Stored dataset items:
— begin —

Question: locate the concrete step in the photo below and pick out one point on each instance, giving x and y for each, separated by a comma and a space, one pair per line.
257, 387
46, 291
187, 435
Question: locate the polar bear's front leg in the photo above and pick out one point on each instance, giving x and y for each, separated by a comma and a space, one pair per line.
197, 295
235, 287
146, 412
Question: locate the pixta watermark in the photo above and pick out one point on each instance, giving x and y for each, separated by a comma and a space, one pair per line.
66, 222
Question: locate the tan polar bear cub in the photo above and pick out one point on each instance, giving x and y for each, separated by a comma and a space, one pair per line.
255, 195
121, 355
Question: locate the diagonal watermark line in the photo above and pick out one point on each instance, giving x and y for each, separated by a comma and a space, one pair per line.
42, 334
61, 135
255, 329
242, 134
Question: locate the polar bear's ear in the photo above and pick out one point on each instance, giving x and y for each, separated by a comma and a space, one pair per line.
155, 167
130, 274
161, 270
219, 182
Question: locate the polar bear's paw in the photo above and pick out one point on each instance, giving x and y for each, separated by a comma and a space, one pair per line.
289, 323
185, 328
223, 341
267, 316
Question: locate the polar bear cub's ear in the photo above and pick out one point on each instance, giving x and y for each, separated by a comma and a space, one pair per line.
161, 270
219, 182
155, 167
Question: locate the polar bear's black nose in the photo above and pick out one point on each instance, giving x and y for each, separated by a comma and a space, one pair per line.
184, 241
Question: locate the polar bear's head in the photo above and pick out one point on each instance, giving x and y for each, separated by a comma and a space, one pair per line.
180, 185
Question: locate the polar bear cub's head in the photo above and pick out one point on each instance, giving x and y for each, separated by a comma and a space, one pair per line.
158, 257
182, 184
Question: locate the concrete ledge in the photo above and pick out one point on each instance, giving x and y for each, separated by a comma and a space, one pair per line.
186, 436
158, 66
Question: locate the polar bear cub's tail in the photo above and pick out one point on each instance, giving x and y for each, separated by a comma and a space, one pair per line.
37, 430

— end —

Rewrite the lines from the one containing "Question: locate the concrete ledge" through the end of the items, swapping "concrete ledge" for "stone ledge" and keeping everything else the same.

Question: locate the stone ledge in the photo above and pick out one point on each instance, giving x and y for each, separated by a comma and a space, one pair per line.
186, 436
158, 66
Question: locate the polar bear cub's tail in the photo above and pick out one point on each instance, giving x and y for each, separated by a comma and a space, one pair per line.
37, 430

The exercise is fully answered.